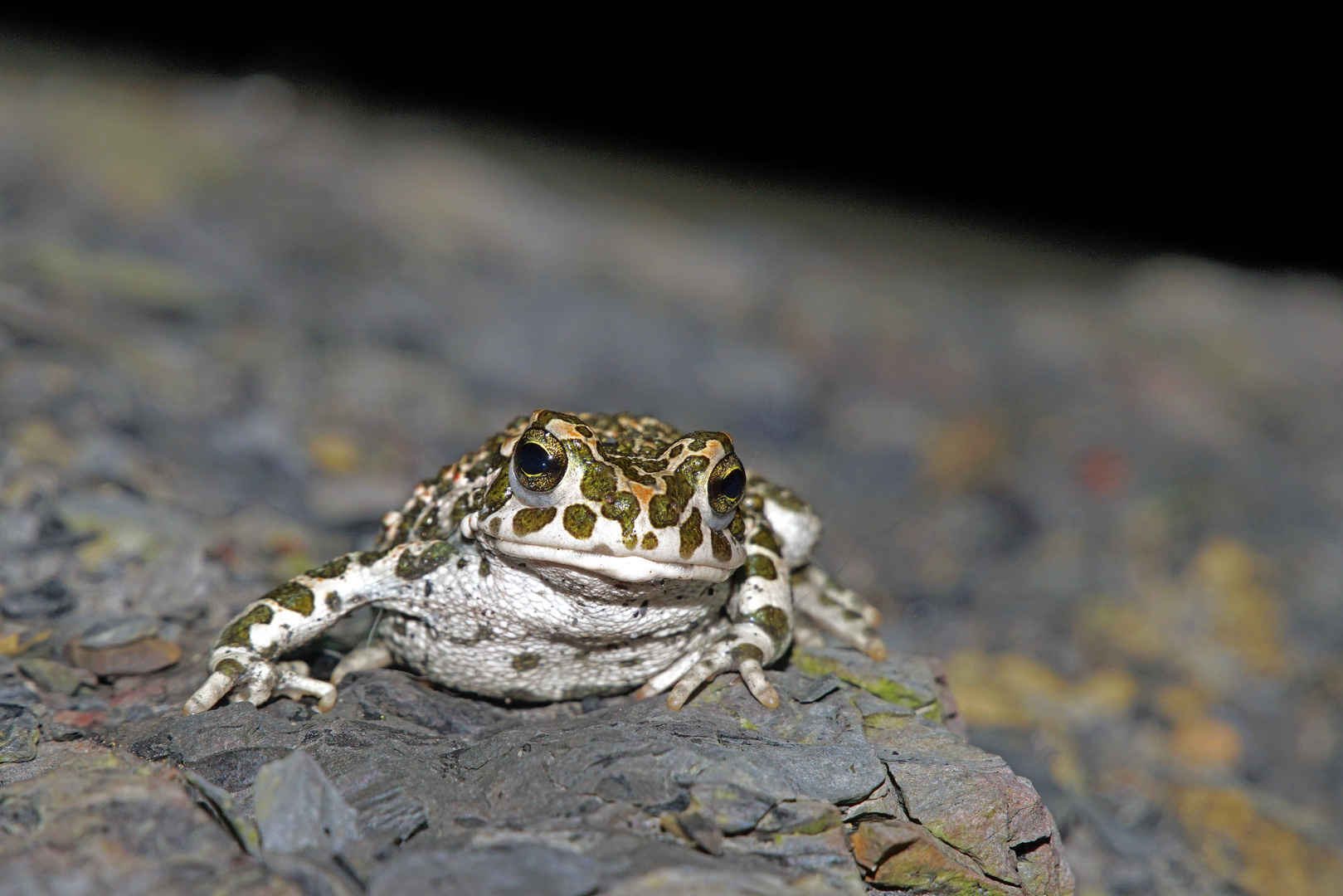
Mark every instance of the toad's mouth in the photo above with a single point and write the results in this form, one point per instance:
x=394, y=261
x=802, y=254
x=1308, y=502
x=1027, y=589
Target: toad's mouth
x=625, y=568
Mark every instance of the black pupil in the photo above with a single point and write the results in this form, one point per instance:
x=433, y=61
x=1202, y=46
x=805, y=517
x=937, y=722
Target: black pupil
x=535, y=460
x=733, y=484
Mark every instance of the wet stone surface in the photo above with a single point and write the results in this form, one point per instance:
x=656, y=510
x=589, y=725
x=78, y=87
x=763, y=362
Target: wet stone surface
x=239, y=323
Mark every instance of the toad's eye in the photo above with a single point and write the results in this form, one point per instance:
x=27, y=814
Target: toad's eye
x=727, y=485
x=539, y=464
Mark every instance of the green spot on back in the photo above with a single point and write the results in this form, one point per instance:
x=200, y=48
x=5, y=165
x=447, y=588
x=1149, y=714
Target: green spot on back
x=238, y=633
x=665, y=509
x=331, y=570
x=692, y=533
x=774, y=622
x=292, y=597
x=527, y=661
x=598, y=481
x=532, y=520
x=579, y=520
x=747, y=652
x=434, y=555
x=885, y=688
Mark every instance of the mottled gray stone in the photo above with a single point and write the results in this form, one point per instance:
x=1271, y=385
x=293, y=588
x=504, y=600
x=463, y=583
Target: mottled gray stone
x=514, y=869
x=56, y=676
x=297, y=807
x=19, y=733
x=434, y=781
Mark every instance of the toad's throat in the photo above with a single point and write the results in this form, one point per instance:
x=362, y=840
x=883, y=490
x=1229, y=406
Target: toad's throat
x=624, y=568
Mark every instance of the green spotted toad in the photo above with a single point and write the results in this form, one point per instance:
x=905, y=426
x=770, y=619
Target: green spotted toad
x=571, y=555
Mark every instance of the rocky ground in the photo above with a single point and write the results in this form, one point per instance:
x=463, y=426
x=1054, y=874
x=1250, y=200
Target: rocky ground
x=236, y=324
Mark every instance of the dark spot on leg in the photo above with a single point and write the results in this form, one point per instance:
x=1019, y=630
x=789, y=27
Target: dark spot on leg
x=331, y=570
x=579, y=520
x=238, y=633
x=527, y=661
x=772, y=621
x=293, y=597
x=761, y=566
x=692, y=533
x=722, y=550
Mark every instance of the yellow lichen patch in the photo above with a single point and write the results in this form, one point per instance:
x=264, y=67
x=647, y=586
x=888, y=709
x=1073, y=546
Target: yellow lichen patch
x=130, y=145
x=39, y=442
x=137, y=280
x=1247, y=616
x=1197, y=739
x=963, y=453
x=1017, y=691
x=1134, y=631
x=1263, y=856
x=333, y=453
x=1216, y=622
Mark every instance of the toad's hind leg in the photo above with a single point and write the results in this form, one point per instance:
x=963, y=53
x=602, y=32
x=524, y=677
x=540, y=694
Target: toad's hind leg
x=761, y=622
x=371, y=655
x=837, y=610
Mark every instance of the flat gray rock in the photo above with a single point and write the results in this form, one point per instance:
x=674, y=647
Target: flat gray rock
x=419, y=790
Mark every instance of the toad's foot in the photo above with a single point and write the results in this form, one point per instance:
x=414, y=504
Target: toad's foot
x=837, y=610
x=372, y=655
x=737, y=650
x=255, y=681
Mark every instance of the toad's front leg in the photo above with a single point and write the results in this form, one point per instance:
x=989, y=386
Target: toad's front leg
x=757, y=631
x=243, y=660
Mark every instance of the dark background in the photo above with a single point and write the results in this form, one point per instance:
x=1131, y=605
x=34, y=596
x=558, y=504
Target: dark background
x=1115, y=152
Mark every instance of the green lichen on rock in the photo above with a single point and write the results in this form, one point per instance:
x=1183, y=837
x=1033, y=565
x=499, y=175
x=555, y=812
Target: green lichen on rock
x=880, y=685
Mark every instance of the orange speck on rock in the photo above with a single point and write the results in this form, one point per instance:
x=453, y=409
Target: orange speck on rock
x=1103, y=472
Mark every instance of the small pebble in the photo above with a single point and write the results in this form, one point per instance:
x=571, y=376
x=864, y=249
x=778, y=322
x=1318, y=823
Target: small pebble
x=49, y=599
x=117, y=633
x=56, y=676
x=147, y=655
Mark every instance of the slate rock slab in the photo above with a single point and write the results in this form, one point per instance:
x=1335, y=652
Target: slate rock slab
x=853, y=782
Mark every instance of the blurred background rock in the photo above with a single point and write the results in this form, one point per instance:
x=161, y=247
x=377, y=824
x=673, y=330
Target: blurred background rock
x=239, y=319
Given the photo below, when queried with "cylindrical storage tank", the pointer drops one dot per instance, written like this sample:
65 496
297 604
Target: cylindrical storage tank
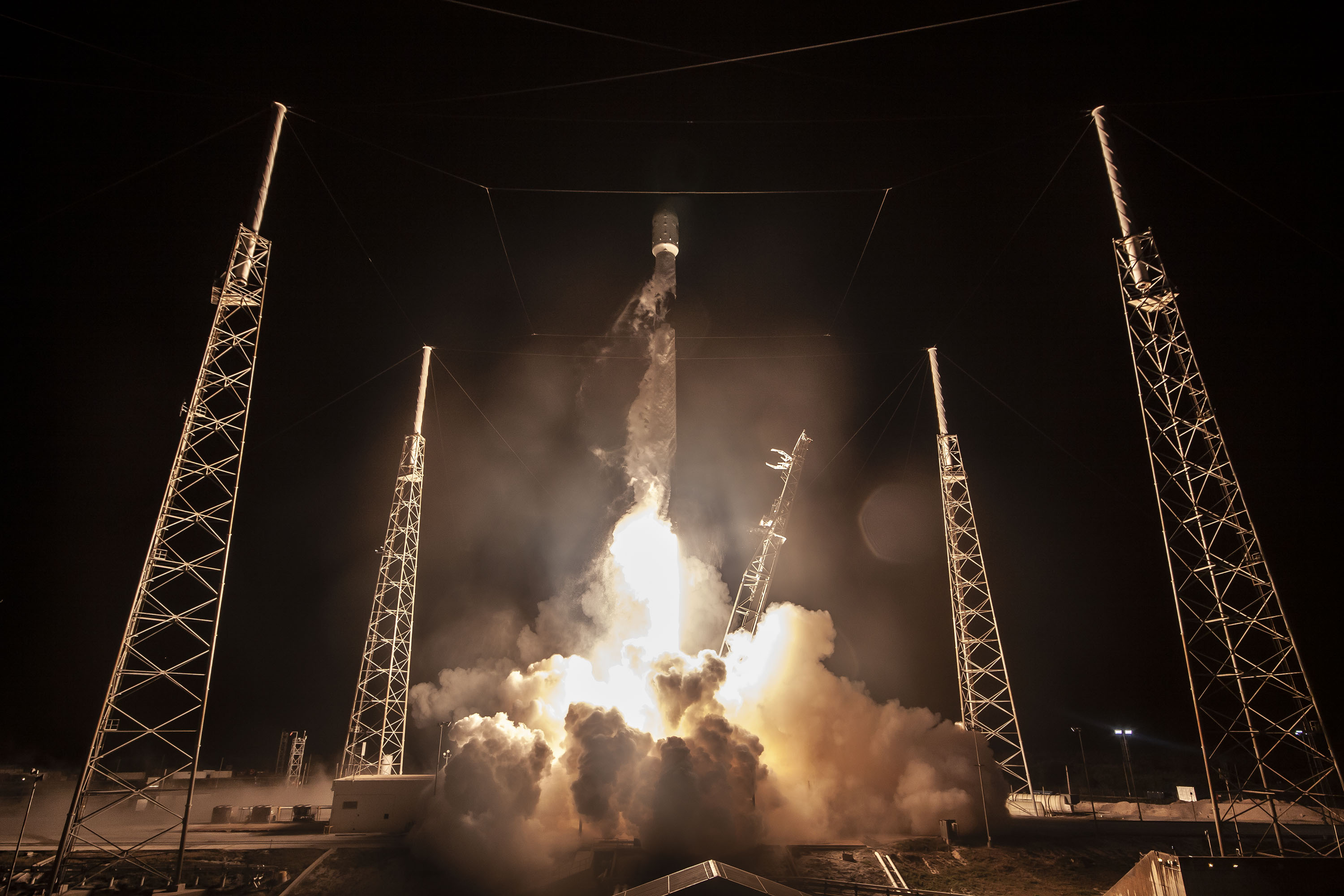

◆ Given request
Copy out, word for word, the lines that begin with the one containing "Mark every instance of the black" and end with the one containing "x=539, y=464", both included.

◆ Result
Mark every instance of the black pupil in the photo above with a single point and write the results in this form, one point per instance:
x=433, y=61
x=1202, y=46
x=805, y=517
x=937, y=722
Target: black pupil
x=535, y=460
x=733, y=484
Mark every instance of the wet stone surface in the photo above with a single point and write the results in this form, one point per instance:
x=656, y=510
x=589, y=725
x=78, y=87
x=763, y=362
Target: wet stone surface
x=239, y=323
Mark every instance of the toad's eye in the photo above with a single point and write the results in this form, one point per instance:
x=27, y=814
Target: toad's eye
x=727, y=485
x=539, y=464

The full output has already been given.